Extract

Here is a dilemma for conservatives. We shun government regulation of business, but some regulation is good. It is not in the public interest to have plutonium shops or designer virus boutiques popping up on street corners, so we pass regulations to make sure it doesn’t happen. All businesses fall under some type of government scrutiny. Some of it is justified, some of it is costly red tape, and some of it is solely for the purpose of extracting revenue. What about Internet regulation? When do the interests of a private company conflict with the common good?
We despise big government, but what about big Internet?
The Internet is still the Wild West, the domain of spammers, porn vendors, cyber spying, viruses, and a host of things most of us prefer to not even know about. Our fear of Washington exploiting the Internet for revenue has been fed by rumors about levying a tax on emails and the threat of legislation to stiffen sales taxes on online transactions, like the Marketplace Fairness Act (see: These Words Will Help You Spread Lies Like a Liberal).
While we worry about what our government might do to take a little extra cash from our online activities, a much scarier opponent is engaging in its own brand of Internet regulation. The hands down winner in the search engine business, Google operates quietly in the background with an iron fist, arguably subversive because no one seems to know exactly what it does, when it will decide to do it, or what its machinations will mean for Americans who rely on the Internet.
Is private Internet regulation worse than big government regulation?
At least with government regulation we have a law we can read and a chance to get even when the next election rolls around. No such luck when it comes to the company that is synonymous with the Internet. Website owners know too well what can happen when Google decides to shake up its formula for how it views their sites. Businesses incur costs hiring techies who claim to know how to appease Google, yet no one ever seems certain just what it takes to keep this giant happy.

Your task
In the piece on Internet regulation, which legislation is named as an example of a threat to stiffen sales taxes on online transactions?

Extracted records
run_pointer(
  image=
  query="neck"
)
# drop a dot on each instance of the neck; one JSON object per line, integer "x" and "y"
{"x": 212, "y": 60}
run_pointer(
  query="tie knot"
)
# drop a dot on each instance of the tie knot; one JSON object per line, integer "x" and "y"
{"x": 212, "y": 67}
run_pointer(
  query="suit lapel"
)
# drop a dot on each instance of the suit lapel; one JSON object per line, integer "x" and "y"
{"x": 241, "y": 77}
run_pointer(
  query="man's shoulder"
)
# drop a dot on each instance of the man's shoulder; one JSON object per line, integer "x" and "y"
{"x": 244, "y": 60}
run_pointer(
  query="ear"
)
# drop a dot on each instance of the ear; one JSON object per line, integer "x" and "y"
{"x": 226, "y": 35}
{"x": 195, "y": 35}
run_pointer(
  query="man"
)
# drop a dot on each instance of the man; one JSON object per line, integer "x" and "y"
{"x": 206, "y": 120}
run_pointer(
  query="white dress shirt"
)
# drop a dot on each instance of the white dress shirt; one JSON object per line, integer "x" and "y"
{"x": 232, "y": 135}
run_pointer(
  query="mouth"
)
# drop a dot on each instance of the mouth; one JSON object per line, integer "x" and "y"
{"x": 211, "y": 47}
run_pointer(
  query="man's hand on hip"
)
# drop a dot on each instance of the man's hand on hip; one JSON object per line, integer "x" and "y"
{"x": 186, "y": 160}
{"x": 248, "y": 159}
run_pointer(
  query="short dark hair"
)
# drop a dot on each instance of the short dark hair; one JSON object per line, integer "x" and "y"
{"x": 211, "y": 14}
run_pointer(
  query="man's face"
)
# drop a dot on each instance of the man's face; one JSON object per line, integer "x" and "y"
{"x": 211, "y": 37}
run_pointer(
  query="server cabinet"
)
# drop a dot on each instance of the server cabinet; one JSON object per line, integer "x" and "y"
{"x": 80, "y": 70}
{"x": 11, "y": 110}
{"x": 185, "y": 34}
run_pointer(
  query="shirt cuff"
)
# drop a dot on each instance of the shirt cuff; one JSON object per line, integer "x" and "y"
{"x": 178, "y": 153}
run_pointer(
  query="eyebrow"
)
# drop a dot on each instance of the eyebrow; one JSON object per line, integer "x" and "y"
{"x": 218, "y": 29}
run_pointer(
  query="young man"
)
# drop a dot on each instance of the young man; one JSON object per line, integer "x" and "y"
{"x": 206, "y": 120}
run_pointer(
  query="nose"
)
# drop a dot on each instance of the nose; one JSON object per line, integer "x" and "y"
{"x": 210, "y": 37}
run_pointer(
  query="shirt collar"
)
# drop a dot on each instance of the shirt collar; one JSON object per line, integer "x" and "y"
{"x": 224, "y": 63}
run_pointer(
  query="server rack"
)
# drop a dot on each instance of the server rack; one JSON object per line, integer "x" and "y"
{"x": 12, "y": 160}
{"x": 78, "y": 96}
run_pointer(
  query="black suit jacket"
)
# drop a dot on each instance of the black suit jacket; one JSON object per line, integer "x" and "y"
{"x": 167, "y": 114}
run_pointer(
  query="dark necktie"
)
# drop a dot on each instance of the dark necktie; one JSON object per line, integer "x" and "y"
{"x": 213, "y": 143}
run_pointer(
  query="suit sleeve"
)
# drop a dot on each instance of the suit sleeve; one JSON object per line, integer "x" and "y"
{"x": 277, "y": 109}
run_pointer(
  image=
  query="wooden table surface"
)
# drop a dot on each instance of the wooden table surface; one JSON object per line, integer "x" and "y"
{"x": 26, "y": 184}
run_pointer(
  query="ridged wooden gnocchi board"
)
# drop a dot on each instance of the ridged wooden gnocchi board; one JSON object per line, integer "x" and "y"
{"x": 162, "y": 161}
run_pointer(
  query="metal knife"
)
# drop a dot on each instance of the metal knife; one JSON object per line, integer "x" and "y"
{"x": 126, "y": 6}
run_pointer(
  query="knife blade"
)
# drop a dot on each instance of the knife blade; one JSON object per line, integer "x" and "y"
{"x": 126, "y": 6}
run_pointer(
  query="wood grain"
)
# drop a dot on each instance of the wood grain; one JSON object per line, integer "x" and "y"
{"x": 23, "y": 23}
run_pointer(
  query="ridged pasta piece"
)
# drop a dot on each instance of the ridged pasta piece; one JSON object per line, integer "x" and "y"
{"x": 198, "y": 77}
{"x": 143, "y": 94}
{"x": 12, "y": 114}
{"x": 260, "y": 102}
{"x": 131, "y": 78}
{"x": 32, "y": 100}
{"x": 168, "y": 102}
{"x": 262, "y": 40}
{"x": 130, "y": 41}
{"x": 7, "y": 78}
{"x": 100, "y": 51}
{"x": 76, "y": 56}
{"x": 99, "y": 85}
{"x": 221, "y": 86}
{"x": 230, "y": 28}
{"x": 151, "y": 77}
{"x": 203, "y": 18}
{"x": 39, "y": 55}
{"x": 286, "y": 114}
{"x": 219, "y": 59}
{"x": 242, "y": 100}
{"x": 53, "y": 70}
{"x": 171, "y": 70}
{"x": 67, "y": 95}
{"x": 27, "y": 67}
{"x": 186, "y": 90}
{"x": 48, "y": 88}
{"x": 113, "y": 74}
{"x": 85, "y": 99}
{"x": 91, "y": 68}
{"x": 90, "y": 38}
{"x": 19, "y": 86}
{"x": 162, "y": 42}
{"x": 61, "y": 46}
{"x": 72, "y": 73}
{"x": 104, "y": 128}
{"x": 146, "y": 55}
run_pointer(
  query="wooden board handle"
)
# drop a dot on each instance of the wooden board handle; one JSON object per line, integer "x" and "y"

Expected answer
The Marketplace Fairness Act.